When asked, in an interview with the BBC, why he hadn’t immediately returned with the advent of so-called democracy in Pakistan, Murtaza replied candidly. ‘I’m staying away. I couldn’t live with the idea that I’d be the cause of my sister losing her government.’ She would in fact do that very ably on her own.

In Karachi, on that first trip, my mother gave her first press conference. Papa had trusted Ghinwa to speak for him. A journalist asked the question on everyone’s mind that winter of 1989: why hadn’t Murtaza returned to participate in his country’s turn towards democracy? Mummy answered honestly: ‘He wants to. But his sister has asked him not to come back now.’ Benazir would not forget her sisterin-law’s frank remark.

It was shortly after our return to Damascus that Mummy found out she was pregnant. My parents told me together. They seemed nervous, again. I had been an only child, and a pushy one at that, for so long. ‘Fati,’ Papa started, gulping air, before launching into his single breath breaking news tyle,‘Mummyandiaregoingtohaveababy.’ I was thrilled. I started screaming and jumping up and down, this time on the marble floor. I just hoped it wouldn’t be a girl.

Zulfikar Ali Bhutto junior was born on 1 August 1990, ten days late. I was at my friend Paula’s house when Papa raced over to pick me up and take me to the hospital. Papa was early and I was annoyed. I had two more hours left of playtime and he didn’t say why he had come early to pick me up. Papa honked from the car downstairs like a madman. When I didn’t respond, he ran to the intercom, calling that I should get my things and come down. Papa wasn’t normally so anxious; I thought he was playing a trick on me.

A few weeks earlier he had burst into my bedroom on a Saturday morning shouting for me to get up. ‘Fati! Fati!
Fati!
’ he yelled ‘
Come quickly!
’ I rubbed my eyes and looked at the clock on my bedside table. It was only 7.30 in the morning. ‘What is it?’ I asked, sitting up groggily. ‘
Hurry up, Get up
.
Get up!’
he yelled and ran out the door. I slung my legs out of bed and dragged myself out of my room. The minute I went through the door Papa dumped a bucket of water on me. He had a laugh that sounded so mischievous when he was playing pranks it was hard not to laugh along. I burst into fits of giggles and we stood there in the wet hallway, me drenched in water and him holding an empty red bucket.

But this time there was no prank. I sat in the car, having taken my time to get downstairs, and we zoomed off to the Chami Hospital in the centre of town. We saw Zulfi for the first time together. He was dry and scaly, from having hung around in the womb well past his due date, and bright pink. Joonam came to Damascus to be with us for the birth. Benazir, in an attempt to patch things up with her mother and keep her in the right sphere of influence, so to speak, made Nusrat a federal minister. Joonam didn’t sacrifice her life for the job, understanding perhaps why it had been given to her, and left her post to spend a month with us in Syria. Joonam was with us in Damascus when Benazir’s government fell. Our new life as a family was blissfully complete.

Task details: Can you summarize the passage about Murtaza's family in two sentences? The material that comes next is drawn from a separate source.

Dataset entries:
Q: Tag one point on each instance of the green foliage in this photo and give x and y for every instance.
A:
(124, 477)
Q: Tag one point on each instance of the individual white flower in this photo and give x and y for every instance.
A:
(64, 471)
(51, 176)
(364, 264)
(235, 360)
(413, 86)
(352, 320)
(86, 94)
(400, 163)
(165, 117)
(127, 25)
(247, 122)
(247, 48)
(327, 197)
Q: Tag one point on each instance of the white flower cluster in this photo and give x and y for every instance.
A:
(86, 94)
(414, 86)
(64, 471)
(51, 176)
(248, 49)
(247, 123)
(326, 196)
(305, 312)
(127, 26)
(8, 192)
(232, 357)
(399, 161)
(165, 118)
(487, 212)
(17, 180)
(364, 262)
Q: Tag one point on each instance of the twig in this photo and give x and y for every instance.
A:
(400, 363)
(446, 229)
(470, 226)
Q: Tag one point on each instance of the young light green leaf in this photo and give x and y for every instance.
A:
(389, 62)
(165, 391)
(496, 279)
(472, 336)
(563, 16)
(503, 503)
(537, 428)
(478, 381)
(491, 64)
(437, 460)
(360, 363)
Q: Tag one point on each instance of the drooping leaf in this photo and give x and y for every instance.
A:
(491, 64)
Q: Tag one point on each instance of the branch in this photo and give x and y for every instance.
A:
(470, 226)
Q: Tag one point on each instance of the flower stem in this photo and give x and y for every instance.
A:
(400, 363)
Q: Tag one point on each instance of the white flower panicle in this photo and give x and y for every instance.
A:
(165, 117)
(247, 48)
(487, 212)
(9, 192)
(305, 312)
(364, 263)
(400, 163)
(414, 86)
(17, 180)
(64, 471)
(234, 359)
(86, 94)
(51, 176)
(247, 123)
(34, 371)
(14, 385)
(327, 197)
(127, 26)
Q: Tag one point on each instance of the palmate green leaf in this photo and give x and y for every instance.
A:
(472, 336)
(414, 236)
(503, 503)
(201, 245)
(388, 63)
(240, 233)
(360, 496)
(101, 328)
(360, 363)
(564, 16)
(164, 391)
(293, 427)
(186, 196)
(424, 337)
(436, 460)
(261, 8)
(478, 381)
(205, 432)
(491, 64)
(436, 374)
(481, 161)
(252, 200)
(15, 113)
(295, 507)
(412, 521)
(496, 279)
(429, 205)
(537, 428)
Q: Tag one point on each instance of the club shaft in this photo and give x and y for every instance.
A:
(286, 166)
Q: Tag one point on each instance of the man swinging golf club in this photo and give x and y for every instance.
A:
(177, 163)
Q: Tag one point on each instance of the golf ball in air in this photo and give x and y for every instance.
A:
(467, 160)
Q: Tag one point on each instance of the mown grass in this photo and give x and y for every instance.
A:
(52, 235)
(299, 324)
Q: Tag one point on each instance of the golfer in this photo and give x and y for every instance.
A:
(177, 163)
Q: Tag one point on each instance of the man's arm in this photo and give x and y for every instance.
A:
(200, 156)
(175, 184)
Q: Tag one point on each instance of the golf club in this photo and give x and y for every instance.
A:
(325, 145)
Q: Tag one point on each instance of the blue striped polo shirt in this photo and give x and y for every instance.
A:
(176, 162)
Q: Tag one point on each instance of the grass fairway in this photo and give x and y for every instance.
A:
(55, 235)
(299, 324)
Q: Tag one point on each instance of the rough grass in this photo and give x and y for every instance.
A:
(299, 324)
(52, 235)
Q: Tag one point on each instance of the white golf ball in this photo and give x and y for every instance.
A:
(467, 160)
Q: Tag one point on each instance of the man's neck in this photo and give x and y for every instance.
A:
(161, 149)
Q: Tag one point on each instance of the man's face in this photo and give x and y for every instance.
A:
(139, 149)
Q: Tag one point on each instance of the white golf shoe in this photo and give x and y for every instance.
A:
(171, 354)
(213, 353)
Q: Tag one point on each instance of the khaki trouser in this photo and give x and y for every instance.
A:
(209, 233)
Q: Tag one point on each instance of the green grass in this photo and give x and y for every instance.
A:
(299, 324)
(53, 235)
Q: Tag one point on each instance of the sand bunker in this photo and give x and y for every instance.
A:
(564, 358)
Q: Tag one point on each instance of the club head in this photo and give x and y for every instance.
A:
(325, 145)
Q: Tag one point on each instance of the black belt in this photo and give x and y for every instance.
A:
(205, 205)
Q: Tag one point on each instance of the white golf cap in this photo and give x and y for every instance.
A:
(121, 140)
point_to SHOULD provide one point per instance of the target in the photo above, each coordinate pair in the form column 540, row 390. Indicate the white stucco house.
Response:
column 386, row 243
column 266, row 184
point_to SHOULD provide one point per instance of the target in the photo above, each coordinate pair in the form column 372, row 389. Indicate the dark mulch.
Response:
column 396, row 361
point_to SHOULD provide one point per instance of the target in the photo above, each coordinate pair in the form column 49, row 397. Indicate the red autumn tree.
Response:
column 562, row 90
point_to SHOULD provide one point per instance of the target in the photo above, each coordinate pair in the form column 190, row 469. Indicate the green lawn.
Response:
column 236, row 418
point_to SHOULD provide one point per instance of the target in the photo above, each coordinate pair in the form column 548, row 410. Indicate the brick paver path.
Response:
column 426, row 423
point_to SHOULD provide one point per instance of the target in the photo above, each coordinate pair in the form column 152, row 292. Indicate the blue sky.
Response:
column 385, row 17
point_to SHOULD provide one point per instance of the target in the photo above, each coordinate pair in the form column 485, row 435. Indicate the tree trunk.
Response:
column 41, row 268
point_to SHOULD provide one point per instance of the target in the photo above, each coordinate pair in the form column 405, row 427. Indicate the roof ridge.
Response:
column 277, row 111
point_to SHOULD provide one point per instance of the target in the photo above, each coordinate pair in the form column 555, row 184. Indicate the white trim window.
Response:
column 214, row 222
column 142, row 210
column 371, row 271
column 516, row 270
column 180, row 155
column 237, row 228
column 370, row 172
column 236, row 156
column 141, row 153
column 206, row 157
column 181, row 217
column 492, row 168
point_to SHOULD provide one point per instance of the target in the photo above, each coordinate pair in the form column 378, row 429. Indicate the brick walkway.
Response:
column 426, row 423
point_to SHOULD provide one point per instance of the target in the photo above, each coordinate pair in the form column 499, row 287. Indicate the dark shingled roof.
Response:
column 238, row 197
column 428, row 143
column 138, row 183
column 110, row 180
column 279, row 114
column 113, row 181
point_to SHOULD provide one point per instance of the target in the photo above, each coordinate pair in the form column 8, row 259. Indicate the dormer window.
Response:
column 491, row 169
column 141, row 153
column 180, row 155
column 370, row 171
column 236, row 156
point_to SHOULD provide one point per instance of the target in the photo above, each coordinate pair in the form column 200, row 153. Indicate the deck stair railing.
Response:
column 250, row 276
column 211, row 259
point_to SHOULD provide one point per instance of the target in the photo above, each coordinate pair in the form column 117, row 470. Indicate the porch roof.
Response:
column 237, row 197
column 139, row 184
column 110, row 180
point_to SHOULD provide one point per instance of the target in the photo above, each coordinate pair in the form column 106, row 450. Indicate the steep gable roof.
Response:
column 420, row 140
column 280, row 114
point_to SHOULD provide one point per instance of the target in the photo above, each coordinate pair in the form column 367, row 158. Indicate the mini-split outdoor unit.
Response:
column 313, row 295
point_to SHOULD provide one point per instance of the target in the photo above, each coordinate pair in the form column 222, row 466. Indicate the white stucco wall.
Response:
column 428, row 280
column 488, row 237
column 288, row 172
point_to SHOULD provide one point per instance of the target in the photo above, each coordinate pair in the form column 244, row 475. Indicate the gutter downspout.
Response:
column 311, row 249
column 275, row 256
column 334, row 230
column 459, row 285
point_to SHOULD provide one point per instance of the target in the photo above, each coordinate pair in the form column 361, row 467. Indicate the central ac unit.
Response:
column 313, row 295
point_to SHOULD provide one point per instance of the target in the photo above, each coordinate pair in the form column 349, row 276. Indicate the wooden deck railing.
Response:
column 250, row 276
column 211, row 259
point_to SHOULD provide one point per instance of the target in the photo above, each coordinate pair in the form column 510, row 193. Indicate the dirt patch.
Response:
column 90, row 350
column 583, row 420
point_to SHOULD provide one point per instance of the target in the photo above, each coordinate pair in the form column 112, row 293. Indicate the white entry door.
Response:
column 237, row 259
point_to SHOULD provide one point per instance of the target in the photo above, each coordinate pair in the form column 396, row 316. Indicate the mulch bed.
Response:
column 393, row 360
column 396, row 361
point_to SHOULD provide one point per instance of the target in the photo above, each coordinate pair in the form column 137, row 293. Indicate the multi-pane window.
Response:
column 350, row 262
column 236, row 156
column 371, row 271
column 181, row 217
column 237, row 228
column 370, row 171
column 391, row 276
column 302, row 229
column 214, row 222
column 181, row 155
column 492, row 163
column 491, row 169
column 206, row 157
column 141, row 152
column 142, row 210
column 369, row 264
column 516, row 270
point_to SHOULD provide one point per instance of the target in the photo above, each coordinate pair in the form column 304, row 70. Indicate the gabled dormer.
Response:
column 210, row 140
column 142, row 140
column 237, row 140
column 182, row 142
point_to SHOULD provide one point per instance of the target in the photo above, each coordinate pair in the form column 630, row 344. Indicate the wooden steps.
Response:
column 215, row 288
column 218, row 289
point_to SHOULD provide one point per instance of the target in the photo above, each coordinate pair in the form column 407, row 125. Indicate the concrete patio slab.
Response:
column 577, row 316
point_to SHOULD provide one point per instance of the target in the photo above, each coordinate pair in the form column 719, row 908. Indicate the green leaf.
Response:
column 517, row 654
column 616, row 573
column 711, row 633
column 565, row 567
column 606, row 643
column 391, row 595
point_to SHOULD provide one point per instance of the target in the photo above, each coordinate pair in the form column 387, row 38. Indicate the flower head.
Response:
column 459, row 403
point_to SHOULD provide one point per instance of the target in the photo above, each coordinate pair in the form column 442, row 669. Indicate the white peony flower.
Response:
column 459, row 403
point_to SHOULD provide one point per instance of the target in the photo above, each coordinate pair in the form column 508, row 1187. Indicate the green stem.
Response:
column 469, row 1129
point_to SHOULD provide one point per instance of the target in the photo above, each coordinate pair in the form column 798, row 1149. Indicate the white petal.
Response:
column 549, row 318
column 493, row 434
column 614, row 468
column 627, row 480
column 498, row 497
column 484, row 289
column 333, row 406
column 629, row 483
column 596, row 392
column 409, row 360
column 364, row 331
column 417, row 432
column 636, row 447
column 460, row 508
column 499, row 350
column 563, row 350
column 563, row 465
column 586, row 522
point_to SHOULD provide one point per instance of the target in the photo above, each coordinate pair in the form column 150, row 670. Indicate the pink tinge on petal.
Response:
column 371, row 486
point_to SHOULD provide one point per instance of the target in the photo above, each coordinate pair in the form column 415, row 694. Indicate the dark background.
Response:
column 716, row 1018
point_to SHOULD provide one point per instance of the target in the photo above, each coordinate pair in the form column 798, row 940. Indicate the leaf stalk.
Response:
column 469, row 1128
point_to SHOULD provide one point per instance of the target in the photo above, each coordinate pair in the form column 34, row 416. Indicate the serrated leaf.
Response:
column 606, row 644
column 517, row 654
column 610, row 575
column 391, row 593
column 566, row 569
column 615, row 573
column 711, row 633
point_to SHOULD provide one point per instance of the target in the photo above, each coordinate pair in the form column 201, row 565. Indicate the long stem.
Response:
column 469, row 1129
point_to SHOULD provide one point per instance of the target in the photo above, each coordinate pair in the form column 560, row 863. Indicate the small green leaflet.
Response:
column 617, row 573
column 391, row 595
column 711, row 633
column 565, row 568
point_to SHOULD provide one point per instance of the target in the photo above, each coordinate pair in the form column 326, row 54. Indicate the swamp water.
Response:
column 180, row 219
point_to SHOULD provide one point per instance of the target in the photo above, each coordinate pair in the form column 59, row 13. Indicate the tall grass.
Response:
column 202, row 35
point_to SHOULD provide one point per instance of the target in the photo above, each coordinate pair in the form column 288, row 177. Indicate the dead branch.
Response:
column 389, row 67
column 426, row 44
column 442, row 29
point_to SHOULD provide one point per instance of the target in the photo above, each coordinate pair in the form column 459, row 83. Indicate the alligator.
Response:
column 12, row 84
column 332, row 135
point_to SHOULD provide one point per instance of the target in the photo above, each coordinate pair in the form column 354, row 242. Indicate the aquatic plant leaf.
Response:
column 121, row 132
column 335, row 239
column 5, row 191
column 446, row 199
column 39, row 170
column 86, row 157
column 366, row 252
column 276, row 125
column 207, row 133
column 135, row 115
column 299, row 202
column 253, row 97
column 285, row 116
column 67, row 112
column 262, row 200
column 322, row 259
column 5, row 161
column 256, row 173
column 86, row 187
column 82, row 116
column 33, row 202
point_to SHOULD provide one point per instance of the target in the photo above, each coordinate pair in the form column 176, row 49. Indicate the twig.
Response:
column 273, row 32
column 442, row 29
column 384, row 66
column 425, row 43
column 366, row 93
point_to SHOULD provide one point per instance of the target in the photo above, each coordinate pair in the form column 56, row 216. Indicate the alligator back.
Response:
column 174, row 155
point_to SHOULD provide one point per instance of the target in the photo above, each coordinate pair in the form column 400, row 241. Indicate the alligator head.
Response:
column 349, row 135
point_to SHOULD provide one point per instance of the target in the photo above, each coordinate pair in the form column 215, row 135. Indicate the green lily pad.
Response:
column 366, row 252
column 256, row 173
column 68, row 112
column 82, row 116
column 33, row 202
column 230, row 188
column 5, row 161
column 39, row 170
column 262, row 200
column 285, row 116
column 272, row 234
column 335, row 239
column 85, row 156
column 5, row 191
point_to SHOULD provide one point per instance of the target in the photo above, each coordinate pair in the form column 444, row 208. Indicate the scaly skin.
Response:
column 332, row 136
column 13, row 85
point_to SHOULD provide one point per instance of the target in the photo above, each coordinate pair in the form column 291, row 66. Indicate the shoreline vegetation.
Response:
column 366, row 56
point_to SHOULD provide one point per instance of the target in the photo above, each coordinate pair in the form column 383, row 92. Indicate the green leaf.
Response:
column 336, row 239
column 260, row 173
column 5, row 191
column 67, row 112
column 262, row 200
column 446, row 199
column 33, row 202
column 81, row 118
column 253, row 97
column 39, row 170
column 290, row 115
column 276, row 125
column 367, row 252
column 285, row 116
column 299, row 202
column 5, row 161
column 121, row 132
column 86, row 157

Expected answer: At a Karachi press conference in the winter of 1989, a journalist asked why Murtaza had not returned to Pakistan, and Ghinwa answered that his sister had asked him not to come back now, a remark Benazir would not forget. After the family's return to Damascus, Zulfikar Ali Bhutto junior was born on 1 August 1990, and Joonam, who had left her federal minister post to spend a month with them in Syria, was there when Benazir's government fell.